Produce an exact copy of all the data below, dropping every image.

● ● ● ● ●

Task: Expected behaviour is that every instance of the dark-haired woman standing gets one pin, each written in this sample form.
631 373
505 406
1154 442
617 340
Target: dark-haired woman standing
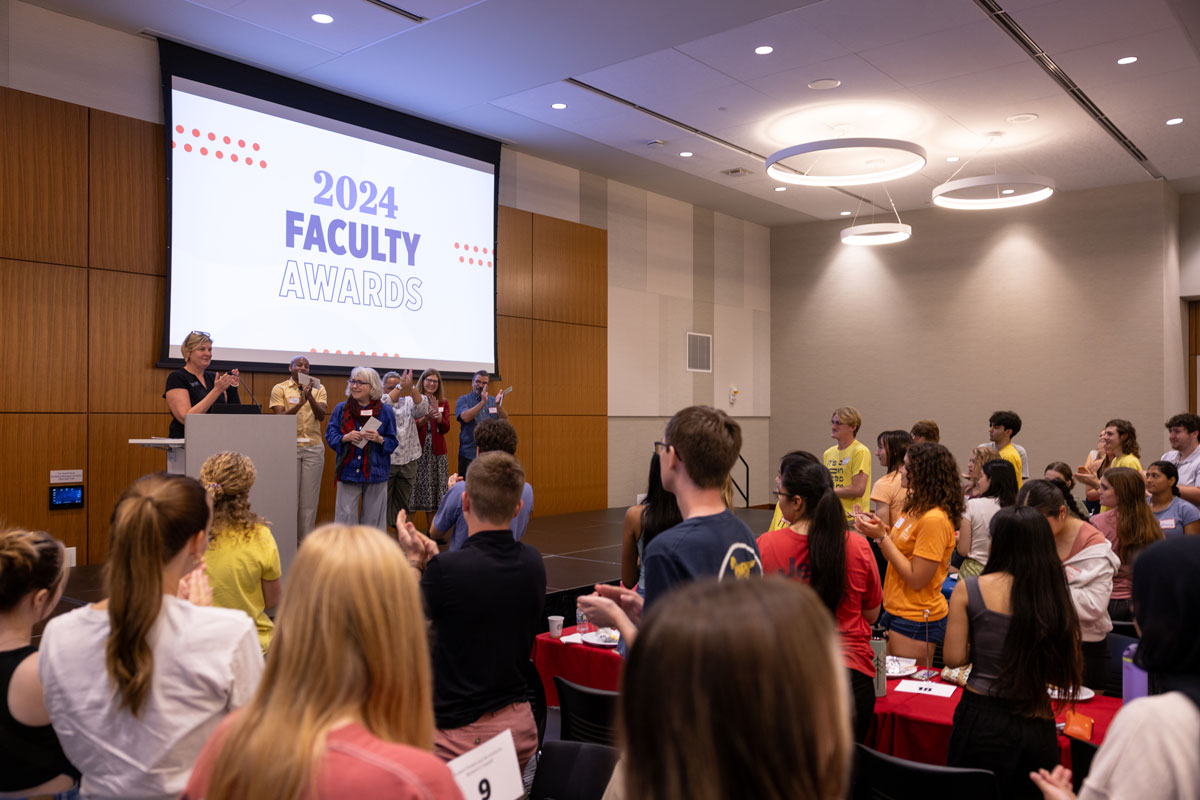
817 549
1017 625
136 684
918 551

● ● ● ● ●

ANSWER FOR THE TASK:
Task: Expected behaviour is that every instance of the dark-haired woman standing gets one pin, each written in this sample form.
631 373
505 406
1154 442
617 340
Target: dark-haired woman standing
817 549
1017 625
136 684
918 551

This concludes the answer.